*** Supplied data ***
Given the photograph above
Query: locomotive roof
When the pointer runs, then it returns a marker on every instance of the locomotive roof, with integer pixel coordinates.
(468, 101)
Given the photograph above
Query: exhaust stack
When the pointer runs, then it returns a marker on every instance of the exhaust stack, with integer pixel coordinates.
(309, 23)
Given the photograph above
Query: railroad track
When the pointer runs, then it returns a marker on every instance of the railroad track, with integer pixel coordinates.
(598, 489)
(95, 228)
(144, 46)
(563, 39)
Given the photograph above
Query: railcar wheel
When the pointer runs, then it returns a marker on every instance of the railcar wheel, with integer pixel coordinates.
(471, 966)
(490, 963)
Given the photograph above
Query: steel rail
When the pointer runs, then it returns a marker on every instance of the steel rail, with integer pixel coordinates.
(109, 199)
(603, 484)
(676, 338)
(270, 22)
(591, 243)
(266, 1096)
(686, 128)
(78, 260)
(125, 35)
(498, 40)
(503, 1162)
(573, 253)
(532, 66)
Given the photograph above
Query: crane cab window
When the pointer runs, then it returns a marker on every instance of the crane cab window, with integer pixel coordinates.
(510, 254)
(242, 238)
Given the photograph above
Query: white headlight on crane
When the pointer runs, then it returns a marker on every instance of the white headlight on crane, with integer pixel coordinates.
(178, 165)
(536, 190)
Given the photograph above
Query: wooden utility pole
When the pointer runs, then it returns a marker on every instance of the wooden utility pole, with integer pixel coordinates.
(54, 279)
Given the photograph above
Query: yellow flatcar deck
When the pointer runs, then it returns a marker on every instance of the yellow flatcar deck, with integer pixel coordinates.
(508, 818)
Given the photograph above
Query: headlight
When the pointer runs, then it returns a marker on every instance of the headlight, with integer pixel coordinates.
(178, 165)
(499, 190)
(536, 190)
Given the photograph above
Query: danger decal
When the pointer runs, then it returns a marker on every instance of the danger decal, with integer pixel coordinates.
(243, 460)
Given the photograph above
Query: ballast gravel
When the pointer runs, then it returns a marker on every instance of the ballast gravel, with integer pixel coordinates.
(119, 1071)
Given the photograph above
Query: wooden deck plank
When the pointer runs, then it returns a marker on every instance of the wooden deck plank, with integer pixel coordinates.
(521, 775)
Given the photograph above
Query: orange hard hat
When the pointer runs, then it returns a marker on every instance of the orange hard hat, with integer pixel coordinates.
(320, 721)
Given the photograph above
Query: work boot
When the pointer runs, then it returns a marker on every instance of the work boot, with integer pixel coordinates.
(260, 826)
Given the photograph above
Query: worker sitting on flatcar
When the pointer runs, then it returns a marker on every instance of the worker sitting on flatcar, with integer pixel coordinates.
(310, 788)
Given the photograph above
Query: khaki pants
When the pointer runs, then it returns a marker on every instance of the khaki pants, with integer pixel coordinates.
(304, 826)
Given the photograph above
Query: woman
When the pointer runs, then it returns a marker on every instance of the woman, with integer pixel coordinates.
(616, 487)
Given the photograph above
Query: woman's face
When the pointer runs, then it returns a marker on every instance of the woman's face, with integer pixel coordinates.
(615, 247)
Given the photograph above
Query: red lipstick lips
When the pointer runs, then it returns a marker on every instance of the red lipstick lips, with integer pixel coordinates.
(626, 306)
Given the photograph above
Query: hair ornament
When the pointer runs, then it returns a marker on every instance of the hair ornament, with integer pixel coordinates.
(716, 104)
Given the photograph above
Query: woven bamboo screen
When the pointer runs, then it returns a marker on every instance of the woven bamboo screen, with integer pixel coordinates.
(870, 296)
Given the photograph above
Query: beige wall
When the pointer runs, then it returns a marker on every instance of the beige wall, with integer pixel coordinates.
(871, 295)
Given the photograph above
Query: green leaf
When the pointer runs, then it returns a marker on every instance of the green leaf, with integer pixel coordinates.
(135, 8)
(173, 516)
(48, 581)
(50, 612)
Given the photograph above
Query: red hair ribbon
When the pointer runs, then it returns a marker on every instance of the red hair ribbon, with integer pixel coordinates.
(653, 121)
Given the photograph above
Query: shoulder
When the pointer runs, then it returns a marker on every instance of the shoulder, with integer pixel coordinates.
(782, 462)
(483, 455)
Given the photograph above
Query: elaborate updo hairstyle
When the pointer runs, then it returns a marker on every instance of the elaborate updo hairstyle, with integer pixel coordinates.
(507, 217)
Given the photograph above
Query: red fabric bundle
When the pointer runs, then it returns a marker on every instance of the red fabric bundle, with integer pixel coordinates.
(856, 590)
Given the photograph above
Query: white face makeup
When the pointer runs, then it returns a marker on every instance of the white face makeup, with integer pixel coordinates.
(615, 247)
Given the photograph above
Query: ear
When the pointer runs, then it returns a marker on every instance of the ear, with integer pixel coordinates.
*** End of Supplied data ***
- **Work instruction**
Your task for the entries above: copy exactly the span starting with the line with "Query: wooden utility pole" and going on through the line with "Query: yellow flatcar deck", both lines included, and nothing else.

- **Written solution**
Query: wooden utility pole
When the pointer runs, then it returns a marker on every instance of the wooden utility pole, with integer pixel coordinates.
(54, 279)
Given the photograph above
Query: yellow flatcar deck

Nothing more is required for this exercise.